TEXTE SOURCE —
Il Paradiso di Manfredi
Préambule
Quand on arrive à la bien nommée propriété « Il Paradiso di Manfredi », l’émotion est assez vive, tant les vins et la personnalité de Florio Guerini semble coller parfaitement à ce nom paradisiaque, tout particulièrement pour de nombreux vignerons de Montalcino pour qui le seul nom de Florio allume un étincelle dans les yeux.
Pour ma part, si je m’apprête à pousser la porte de ce vénérable domaine, je le dois avant tout à Francesca Padovani (Fonterenza) qui n’a eu de cesse d’en faire des louanges, insistant sur le fait qu’un disciple de la philosophie d’Elisabetta Foradori comme je suis, se devait de rencontrer Florio au moins une fois sur le sentier de sa passion.
Il faut dire que les quelques bouteilles dégustées depuis quelque mois n’avaient fait que me confirmer qu’il y avait là quelque chose de grand, de très grand même, le tout avec le seul bémol que comme pour tous les objets mythiques dans le monde du vin, trouver une bouteille à l’achat relève de l’exploit...
Un peu d’histoire…
C’est en 1958 que Manfredi Martini, un agronome passionné de vins, achète une petite propriété nommée « Il Paradiso » au Nord-est de Montalcino, sur ce qui représente encore la zone « historique » du Brunello. Tout en participant à la création du Consorzio del Brunello di Montalcino, Manfredi va transformer, avec son épouse Fortunata, cette propriété en petite pépite vinicole, s’attachant d’emblée à respecter les pratiques artisanales ancestrales, et donc, en se refusant, malgré l’époque, à toute utilisation de produits industriels pour traiter les vignes.
Très vite, le domaine prend le nom de « Il Paradiso di Manfredi », nom que personne depuis n’a contesté le côté judicieux.

DONNÉES —
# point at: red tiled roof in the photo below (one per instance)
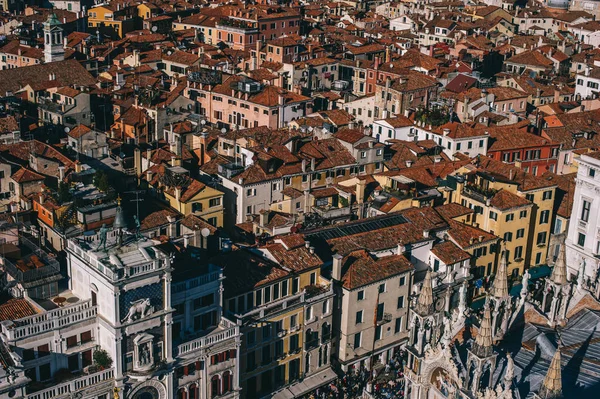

CONSIGNE — Reprenez le texte sur Il Paradiso di Manfredi de « Pour ma part, si » à « relève de l’exploit... », en renommant « porte » en « grille ». Vous n'avez pas besoin du matériel ci-dessus.

RÉSULTAT —
Pour ma part, si je m’apprête à pousser la grille de ce vénérable domaine, je le dois avant tout à Francesca Padovani (Fonterenza) qui n’a eu de cesse d’en faire des louanges, insistant sur le fait qu’un disciple de la philosophie d’Elisabetta Foradori comme je suis, se devait de rencontrer Florio au moins une fois sur le sentier de sa passion.
Il faut dire que les quelques bouteilles dégustées depuis quelque mois n’avaient fait que me confirmer qu’il y avait là quelque chose de grand, de très grand même, le tout avec le seul bémol que comme pour tous les objets mythiques dans le monde du vin, trouver une bouteille à l’achat relève de l’exploit...